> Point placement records

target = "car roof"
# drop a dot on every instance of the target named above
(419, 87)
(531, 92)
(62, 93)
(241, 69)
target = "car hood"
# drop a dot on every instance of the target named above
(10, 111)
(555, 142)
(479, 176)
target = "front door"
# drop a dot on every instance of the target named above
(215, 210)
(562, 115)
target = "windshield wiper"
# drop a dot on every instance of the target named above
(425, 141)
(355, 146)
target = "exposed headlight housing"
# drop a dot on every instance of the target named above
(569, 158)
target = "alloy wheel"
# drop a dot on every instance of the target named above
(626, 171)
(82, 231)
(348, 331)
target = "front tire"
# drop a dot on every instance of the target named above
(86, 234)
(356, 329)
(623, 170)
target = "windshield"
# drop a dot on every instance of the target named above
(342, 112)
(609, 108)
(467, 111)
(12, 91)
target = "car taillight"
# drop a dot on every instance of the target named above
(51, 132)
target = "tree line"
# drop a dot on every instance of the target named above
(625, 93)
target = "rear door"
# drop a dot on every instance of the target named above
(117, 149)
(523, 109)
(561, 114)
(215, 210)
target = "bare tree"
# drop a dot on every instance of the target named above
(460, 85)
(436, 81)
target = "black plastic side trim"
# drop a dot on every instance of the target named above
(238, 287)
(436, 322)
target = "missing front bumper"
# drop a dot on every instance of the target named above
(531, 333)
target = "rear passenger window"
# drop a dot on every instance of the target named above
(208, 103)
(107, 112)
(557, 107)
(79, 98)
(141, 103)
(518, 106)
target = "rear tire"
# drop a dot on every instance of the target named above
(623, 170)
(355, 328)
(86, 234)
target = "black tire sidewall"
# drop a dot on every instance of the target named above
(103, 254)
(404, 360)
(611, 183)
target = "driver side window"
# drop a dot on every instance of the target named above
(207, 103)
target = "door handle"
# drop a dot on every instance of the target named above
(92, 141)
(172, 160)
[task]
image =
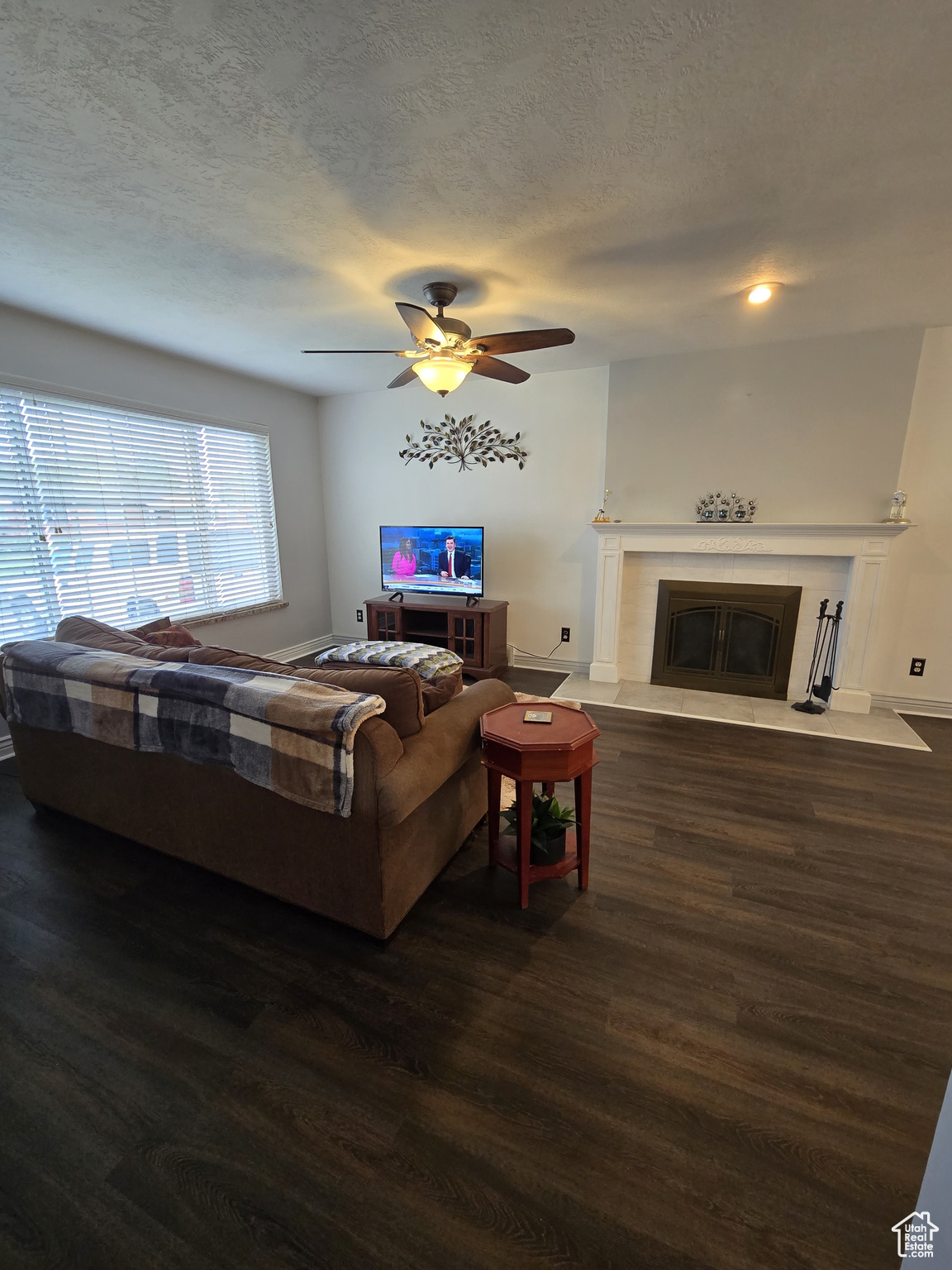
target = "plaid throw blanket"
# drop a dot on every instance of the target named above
(429, 661)
(289, 736)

> Goal of the exercise
Exclude the pictures and transcribe all of the entries exactly.

> Task answer
target = "car roof"
# drop a dot on every instance of the target named above
(419, 87)
(531, 92)
(62, 93)
(241, 69)
target = "car hood"
# drop a dot on every instance of the target named above
(10, 111)
(555, 142)
(479, 176)
target = "front door"
# drop a dot on every instance of the target named above
(215, 210)
(562, 115)
target = "windshield wiper"
# drop a dot on every instance of the target named above
(425, 141)
(355, 146)
target = "exposed headlight housing"
# drop a dot on every instance of the target named above
(569, 158)
target = "alloy wheel"
# drop a dot on every instance of the target named above
(626, 171)
(82, 231)
(348, 331)
target = "front tire"
# drop a dot on every instance of the target named above
(86, 234)
(356, 329)
(623, 170)
target = "windshield"
# drop a dot on every instance of the target named above
(342, 112)
(609, 108)
(467, 111)
(12, 91)
target = "car taillight"
# drop a dot on every instance of the target named above
(51, 132)
target = "tree line"
# drop a dot on every instance of the target named above
(625, 93)
target = "rear door"
# drop a dot on every instance of the target named above
(117, 149)
(523, 109)
(561, 114)
(215, 210)
target = "bare tree"
# drop a dot on every instance of the target named above
(460, 85)
(436, 81)
target = "black plastic side trim"
# drop a dot on every instance of the target named above
(238, 287)
(436, 322)
target = "missing front bumper"
# drop a dot on every instance of the target named above
(531, 333)
target = "rear passenger window"
# drop a dot on every instance of the target named above
(208, 103)
(107, 112)
(557, 107)
(79, 98)
(141, 103)
(518, 106)
target = "rear tire"
# drop a dot on every instance of the target named above
(623, 170)
(355, 328)
(86, 234)
target = "black tire sidewall"
# drop a dot on every instance of the target named above
(103, 254)
(404, 360)
(611, 183)
target = "driver side window"
# drop a dot on every instance of the target named above
(207, 103)
target = "door handle"
# drop a dot on every instance of the target named above
(92, 141)
(172, 160)
[task]
image =
target = "plaid throw blanket"
# drop a dot on every instance of the target named above
(429, 661)
(289, 736)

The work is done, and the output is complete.